Dataset content →
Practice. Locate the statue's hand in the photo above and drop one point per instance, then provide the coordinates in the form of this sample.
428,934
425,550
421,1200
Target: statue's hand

Brief → Copy the records above exactly, leaving nothing out.

Response for this exercise →
Practice. Locate the statue's hand in the photo above and drop one point per instance, then provide the coordinates in the form of this sample.
428,934
425,550
421,1200
Target: statue's hand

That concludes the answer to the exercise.